[Stored data entries]
----
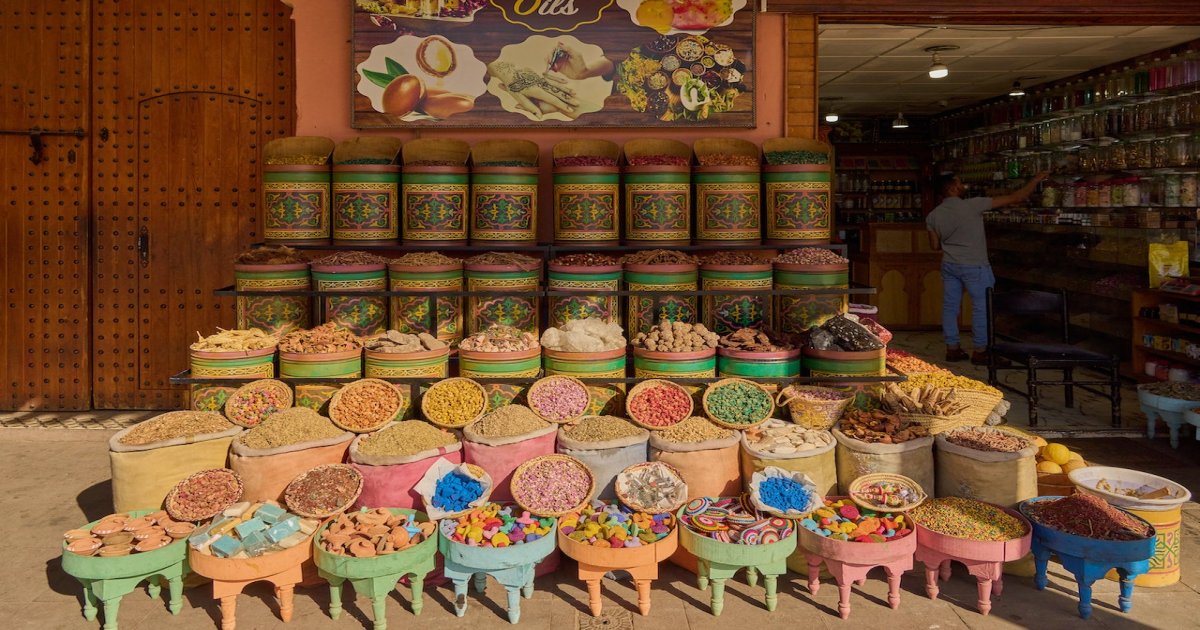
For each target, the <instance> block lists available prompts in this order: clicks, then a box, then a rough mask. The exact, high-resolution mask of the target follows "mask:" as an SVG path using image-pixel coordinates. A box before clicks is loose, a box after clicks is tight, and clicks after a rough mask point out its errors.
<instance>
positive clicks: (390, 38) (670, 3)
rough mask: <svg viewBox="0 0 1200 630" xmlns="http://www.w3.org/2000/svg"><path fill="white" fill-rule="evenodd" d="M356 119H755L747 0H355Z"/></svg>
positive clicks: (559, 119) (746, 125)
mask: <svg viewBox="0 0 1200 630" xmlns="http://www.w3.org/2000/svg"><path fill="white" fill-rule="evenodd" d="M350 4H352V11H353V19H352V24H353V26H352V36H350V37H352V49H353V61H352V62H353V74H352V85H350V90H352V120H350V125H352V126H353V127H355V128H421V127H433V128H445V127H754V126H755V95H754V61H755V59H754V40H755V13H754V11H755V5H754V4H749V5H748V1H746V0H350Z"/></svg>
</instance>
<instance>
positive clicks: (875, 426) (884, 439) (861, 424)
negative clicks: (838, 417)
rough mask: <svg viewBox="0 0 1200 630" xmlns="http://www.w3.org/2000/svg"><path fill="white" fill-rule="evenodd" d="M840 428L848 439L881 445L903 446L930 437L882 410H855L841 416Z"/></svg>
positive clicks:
----
PROBLEM TO SOLVE: Each record must be repeated exactly, and no picture may be carried over.

SOLUTION BELOW:
For each target, the <instance> block lists available prompts in this order: clicks, then a box, then a rough mask. The exact, high-resolution mask of the target follows "mask:" as an SVG path using image-pixel coordinates. A box before clicks is loose, a box after clicks is tight, and clicks after a rough mask point out its errors.
<instance>
positive clicks: (390, 38) (670, 3)
rough mask: <svg viewBox="0 0 1200 630" xmlns="http://www.w3.org/2000/svg"><path fill="white" fill-rule="evenodd" d="M356 119H755L747 0H355Z"/></svg>
positive clicks: (559, 119) (746, 125)
mask: <svg viewBox="0 0 1200 630" xmlns="http://www.w3.org/2000/svg"><path fill="white" fill-rule="evenodd" d="M350 4H352V11H353V19H352V24H353V26H352V36H350V37H352V49H353V61H352V62H353V74H352V85H350V90H352V120H350V125H352V126H353V127H355V128H421V127H433V128H445V127H754V126H755V95H754V61H755V59H754V40H755V13H754V11H755V5H754V4H749V5H748V1H746V0H350Z"/></svg>
</instance>
<instance>
positive clicks: (875, 426) (884, 439) (861, 424)
negative clicks: (838, 417)
rough mask: <svg viewBox="0 0 1200 630" xmlns="http://www.w3.org/2000/svg"><path fill="white" fill-rule="evenodd" d="M840 428L848 439L881 445L903 446L930 437L882 410H855L841 416Z"/></svg>
positive clicks:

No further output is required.